● ОТРЫВОК ТЕКСТА
Первые бои добровольческой армии - Сергей Владимирович Волков
Шрифт:
Интервал:
Закладка:
– Понимаю, будет сделано, я на вашей стороне, – так же спокойно ответил он, козырнул мне, приложив руку к своей красной шапке.
Появился и маневренный паровоз. Маневр протекает без свистков и криков. Соблюдается возможная тишина. Станция пуста. Около нас тишина. Это кажется мне даже странным, и эта мысль гнездится у меня в голове среди спешных хлопот и распоряжений. Слежу и за расчисткой пути. Но все же нас никто не тревожит. Людям незанятым приказано оставаться в вагонах.

● ЗАДАНИЕ
Согласуются ли с отрывком выше эти утверждения: (a) маневр идет со свистками и криками; (b) на станции никого нет; (c) незанятым людям велели выйти из вагонов? На каждое ответьте «да» или «нет» и приведите решающие слова отрывка точной цитатой.

● СПИСОК ЗАПИСЕЙ
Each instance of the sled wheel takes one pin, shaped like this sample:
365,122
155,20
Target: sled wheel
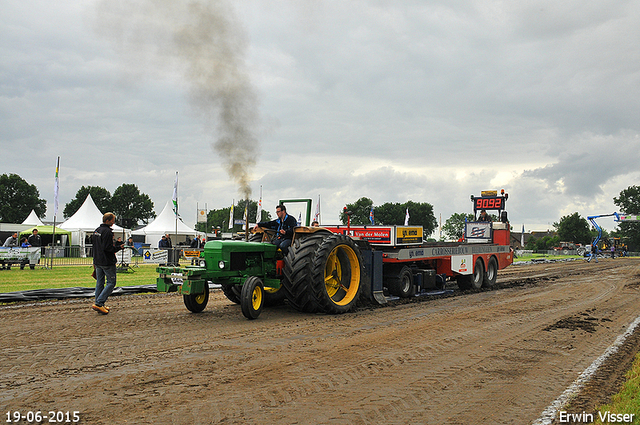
335,274
401,284
197,302
474,280
491,275
232,292
252,298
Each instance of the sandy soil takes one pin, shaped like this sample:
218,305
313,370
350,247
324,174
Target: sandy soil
489,357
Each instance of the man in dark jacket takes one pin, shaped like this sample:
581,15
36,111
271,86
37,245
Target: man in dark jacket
104,261
283,226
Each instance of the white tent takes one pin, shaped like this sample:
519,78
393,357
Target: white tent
165,223
85,221
33,220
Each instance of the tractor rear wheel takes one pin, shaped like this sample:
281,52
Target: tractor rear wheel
252,299
335,274
195,303
297,271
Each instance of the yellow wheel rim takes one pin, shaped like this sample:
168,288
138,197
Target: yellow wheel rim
342,286
256,298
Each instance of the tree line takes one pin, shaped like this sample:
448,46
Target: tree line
127,202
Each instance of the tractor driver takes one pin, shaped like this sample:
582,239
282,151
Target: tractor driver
283,225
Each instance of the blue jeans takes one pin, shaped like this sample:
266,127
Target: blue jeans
102,291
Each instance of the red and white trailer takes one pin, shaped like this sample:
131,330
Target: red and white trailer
400,261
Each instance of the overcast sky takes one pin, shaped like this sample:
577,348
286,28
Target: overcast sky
429,101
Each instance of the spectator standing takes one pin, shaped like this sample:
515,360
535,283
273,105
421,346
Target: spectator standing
11,240
104,261
35,239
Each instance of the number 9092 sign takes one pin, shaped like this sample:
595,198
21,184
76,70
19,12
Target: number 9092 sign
488,203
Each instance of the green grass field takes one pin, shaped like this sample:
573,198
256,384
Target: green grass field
69,277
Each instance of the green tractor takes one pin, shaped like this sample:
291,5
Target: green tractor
321,273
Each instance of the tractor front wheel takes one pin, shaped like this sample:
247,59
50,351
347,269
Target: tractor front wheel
195,303
252,298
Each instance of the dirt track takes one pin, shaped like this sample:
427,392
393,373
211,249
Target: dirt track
490,357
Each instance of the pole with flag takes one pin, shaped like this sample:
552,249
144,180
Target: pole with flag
259,211
317,216
245,221
174,199
56,190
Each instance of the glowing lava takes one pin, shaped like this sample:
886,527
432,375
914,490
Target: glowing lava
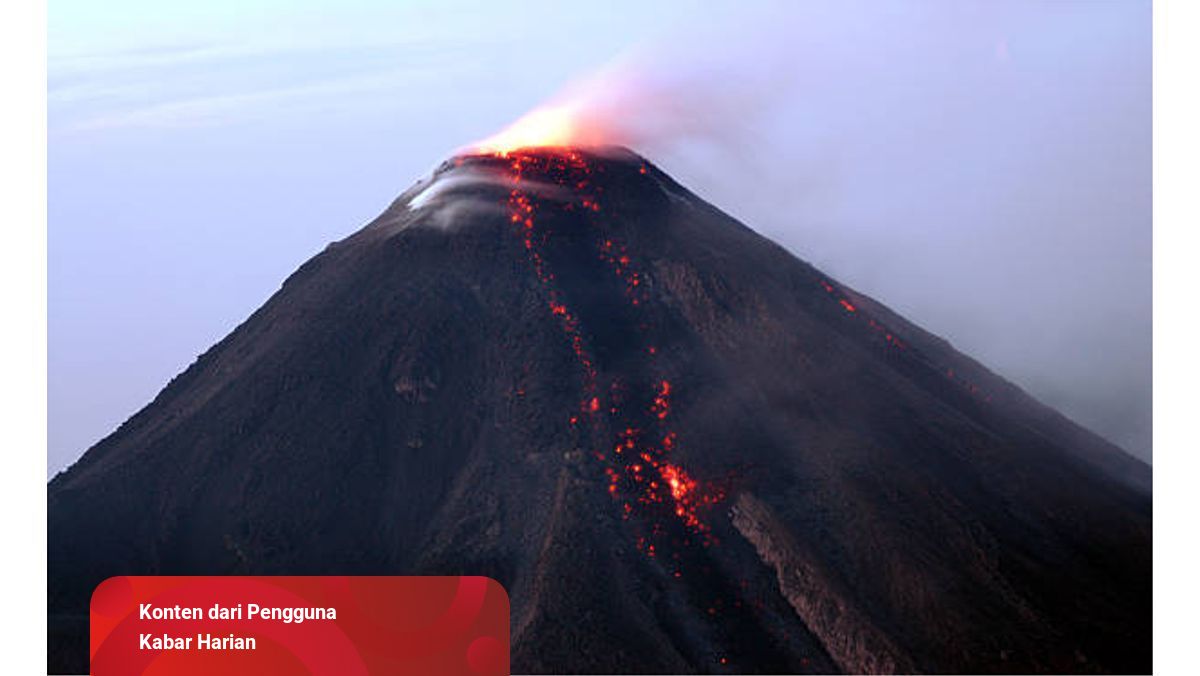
557,125
640,472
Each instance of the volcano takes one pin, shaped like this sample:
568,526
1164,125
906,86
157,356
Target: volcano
677,446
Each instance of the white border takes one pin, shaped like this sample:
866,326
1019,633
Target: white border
1176,334
23,344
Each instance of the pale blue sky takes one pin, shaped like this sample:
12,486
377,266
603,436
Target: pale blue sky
982,167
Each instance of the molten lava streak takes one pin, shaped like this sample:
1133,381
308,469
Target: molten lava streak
640,472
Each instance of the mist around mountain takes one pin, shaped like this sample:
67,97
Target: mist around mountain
677,446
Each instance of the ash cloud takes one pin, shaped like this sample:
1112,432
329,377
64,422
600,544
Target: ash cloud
982,168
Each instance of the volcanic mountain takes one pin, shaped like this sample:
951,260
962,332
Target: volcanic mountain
679,448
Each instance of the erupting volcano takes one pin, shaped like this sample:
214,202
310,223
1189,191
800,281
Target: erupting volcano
679,448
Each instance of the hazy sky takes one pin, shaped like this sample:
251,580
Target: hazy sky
981,167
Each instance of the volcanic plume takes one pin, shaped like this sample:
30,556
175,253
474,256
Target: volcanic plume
679,448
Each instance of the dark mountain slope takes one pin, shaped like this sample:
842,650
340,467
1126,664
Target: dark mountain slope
678,447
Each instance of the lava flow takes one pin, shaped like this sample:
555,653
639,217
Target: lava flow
641,474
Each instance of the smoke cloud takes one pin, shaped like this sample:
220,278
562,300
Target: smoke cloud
983,168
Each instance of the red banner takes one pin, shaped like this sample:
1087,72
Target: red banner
342,626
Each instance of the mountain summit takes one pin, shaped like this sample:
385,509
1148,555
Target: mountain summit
678,447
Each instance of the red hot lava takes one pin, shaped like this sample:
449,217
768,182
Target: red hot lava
639,470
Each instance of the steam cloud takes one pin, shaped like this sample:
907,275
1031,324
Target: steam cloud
982,168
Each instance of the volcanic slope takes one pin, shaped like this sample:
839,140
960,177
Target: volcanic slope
678,447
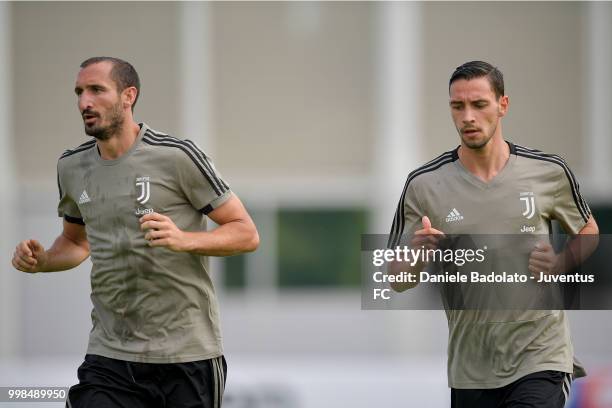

● ОТВЕТ
(a) Нет: «Маневр протекает без свистков и криков.»
(b) Да: «Станция пуста.»
(c) Нет: «Людям незанятым приказано оставаться в вагонах.»